▶ What you should do
Rewrite the listing below, changing "flower garland" to "floral garland" and leaving everything else the same.

* begin Given data *

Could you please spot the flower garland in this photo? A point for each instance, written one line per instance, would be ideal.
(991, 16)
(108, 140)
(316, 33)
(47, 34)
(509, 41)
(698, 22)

* end Given data *

▶ Full answer
Could you please spot the floral garland in this photo? A point for each instance, written one line per instance, would be ideal.
(991, 16)
(108, 140)
(316, 33)
(47, 34)
(509, 41)
(698, 22)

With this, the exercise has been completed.